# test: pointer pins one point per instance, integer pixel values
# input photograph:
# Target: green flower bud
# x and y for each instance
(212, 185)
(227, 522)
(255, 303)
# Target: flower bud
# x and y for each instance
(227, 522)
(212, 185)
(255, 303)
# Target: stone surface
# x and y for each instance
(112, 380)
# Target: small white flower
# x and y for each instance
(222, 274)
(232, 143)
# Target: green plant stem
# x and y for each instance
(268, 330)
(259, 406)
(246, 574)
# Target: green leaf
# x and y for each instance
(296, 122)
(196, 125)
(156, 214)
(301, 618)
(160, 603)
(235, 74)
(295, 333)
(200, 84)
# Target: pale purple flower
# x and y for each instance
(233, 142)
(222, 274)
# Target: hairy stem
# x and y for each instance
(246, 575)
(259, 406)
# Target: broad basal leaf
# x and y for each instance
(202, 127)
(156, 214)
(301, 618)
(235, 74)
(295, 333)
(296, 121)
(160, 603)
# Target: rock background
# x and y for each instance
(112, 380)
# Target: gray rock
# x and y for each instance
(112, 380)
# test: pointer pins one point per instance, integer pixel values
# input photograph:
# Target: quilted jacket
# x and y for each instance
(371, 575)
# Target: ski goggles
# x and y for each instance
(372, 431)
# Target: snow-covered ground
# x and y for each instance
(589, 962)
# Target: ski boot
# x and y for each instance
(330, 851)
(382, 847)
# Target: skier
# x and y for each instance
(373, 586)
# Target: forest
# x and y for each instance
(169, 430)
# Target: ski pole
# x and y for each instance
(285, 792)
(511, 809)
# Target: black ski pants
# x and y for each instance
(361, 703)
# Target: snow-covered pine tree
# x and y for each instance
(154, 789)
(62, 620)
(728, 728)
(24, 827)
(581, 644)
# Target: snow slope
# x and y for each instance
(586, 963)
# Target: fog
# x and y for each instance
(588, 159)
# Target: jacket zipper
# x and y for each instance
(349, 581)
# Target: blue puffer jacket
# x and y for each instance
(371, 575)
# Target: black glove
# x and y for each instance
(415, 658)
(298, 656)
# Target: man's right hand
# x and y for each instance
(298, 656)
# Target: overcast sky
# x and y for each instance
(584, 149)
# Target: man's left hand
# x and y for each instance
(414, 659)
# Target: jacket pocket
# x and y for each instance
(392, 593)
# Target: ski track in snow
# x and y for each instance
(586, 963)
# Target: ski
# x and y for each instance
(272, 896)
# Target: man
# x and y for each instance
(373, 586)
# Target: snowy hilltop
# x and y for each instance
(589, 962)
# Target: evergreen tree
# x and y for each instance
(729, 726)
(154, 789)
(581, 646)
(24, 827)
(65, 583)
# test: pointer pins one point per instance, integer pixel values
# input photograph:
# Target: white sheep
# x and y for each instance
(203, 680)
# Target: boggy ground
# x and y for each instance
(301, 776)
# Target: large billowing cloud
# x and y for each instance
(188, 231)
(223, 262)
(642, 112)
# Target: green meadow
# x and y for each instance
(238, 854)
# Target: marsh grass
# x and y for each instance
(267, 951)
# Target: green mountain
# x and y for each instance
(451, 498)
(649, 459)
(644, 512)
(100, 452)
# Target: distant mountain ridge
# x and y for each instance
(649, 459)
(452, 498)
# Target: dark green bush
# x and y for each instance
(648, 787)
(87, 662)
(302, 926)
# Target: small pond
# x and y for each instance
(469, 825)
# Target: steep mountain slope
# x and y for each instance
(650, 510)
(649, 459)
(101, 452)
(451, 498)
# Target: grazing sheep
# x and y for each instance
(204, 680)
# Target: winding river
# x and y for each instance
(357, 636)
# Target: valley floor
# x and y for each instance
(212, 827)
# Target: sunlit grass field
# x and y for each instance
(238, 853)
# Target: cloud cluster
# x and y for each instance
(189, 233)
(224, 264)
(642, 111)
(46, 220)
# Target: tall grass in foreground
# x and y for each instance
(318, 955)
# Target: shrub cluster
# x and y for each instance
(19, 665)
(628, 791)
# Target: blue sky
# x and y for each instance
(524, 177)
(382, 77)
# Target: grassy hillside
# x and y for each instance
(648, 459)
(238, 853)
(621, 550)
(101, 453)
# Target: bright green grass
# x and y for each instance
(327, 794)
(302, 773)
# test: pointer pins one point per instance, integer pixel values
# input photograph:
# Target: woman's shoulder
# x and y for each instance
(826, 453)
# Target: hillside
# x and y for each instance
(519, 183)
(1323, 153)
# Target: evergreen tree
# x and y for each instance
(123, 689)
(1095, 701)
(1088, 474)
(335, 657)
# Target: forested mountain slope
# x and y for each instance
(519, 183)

◆ Stated goal ◆
Write out every entry verbatim.

◆ Answer to this problem ◆
# test: pointer pins one point per instance, integer pixel values
# input photograph:
# Target: green flower bud
# x and y for each instance
(212, 185)
(227, 522)
(255, 303)
# Target: flower bud
# x and y for each instance
(227, 522)
(212, 185)
(255, 303)
# Target: stone surface
# x and y for each instance
(112, 380)
# Target: small white flower
# x and y for each instance
(222, 274)
(232, 143)
# Target: green plant stem
# x and y for each instance
(268, 330)
(259, 406)
(246, 574)
# Target: green leaf
# x and y for each instance
(296, 122)
(196, 125)
(156, 214)
(301, 618)
(160, 603)
(235, 74)
(295, 333)
(200, 84)
# Target: pale purple flower
# x and y for each instance
(233, 142)
(222, 274)
# Target: hairy stem
# x and y for each instance
(246, 575)
(259, 406)
# Target: broad basal leaf
# x and y for each instance
(202, 127)
(156, 214)
(301, 618)
(235, 74)
(295, 333)
(296, 121)
(160, 603)
# Target: rock background
# x and y for each instance
(112, 380)
# Target: gray rock
# x and y for each instance
(112, 380)
# test: pointer pins one point per instance, integer pixel values
# input photograph:
# Target: quilted jacket
# x and y for each instance
(371, 575)
# Target: ski goggles
# x and y for each instance
(372, 431)
# Target: snow-covered ground
# x and y for each instance
(589, 962)
# Target: ski boot
# x and y for each instance
(330, 851)
(382, 847)
# Target: skier
# x and y for each instance
(373, 586)
# Target: forest
# x and y for each instance
(169, 430)
# Target: ski pole
# x and y for each instance
(285, 792)
(511, 809)
# Target: black ski pants
# x and y for each instance
(361, 703)
# Target: snow-covered pine tree
# x and y for each instance
(154, 789)
(62, 620)
(728, 728)
(24, 827)
(581, 644)
# Target: snow slope
# x and y for each instance
(586, 963)
# Target: fog
# x and y for each instance
(588, 159)
# Target: jacket zipper
# x and y for each instance
(349, 581)
# Target: blue puffer jacket
# x and y for each instance
(371, 575)
# Target: black glove
# x and y for each instance
(415, 658)
(298, 656)
# Target: man's right hand
# x and y for each instance
(298, 656)
# Target: overcast sky
# x and y for each instance
(584, 149)
# Target: man's left hand
# x and y for each instance
(414, 659)
# Target: jacket pocket
# x and y for each instance
(392, 593)
# Target: ski track in snow
# x and y for each instance
(586, 963)
# Target: ski
# x and y for each instance
(272, 896)
# Target: man
# x and y for each instance
(373, 586)
# Target: snowy hilltop
# x and y for each instance
(589, 962)
# Target: evergreen tree
# x and y for each instance
(729, 726)
(154, 789)
(581, 646)
(24, 827)
(65, 583)
# test: pointer pins one point per instance, integer pixel values
# input photograph:
# Target: white sheep
# x and y for each instance
(203, 680)
# Target: boggy ground
# x and y for each instance
(301, 776)
# Target: large billowing cloud
# x and y for each instance
(188, 231)
(223, 262)
(642, 112)
# Target: green meadow
# x and y for each instance
(238, 854)
# Target: marsh grass
# x and y for each instance
(267, 951)
# Target: green mountain
# x and y for each instance
(451, 498)
(649, 459)
(644, 512)
(100, 452)
# Target: distant mountain ridge
# x and y for each instance
(649, 459)
(452, 498)
# Target: dark green bush
# x and y for each instance
(648, 787)
(87, 662)
(302, 926)
# Target: small pond
# x and y for each instance
(469, 825)
# Target: steep mountain slope
# x and y for each instance
(650, 510)
(649, 459)
(101, 452)
(451, 498)
# Target: grazing sheep
# x and y for each instance
(204, 680)
# Target: winding river
# x and y for each instance
(357, 636)
# Target: valley floor
# x and y for each instance
(212, 827)
# Target: sunlit grass field
# x and y for each instance
(238, 853)
# Target: cloud cluster
# x and y for each instance
(189, 233)
(224, 264)
(642, 111)
(46, 220)
# Target: tall grass in foreground
# x and y for each instance
(318, 955)
# Target: shrub cluster
# x and y for each instance
(19, 665)
(628, 791)
# Target: blue sky
# x and y for each instance
(524, 177)
(382, 77)
# Target: grassy hillside
# x and y for each instance
(648, 459)
(238, 853)
(621, 550)
(101, 453)
# Target: bright green grass
# x and y for each instance
(327, 794)
(302, 773)
# test: pointer pins one point per instance, integer pixel values
# input photograph:
# Target: woman's shoulder
# x and y for each instance
(826, 453)
# Target: hillside
# x and y for each instance
(519, 183)
(1323, 153)
# Target: evergreen tree
# x and y for each instance
(123, 689)
(1095, 701)
(1088, 474)
(335, 657)
# Target: forested mountain slope
# x and y for each instance
(519, 183)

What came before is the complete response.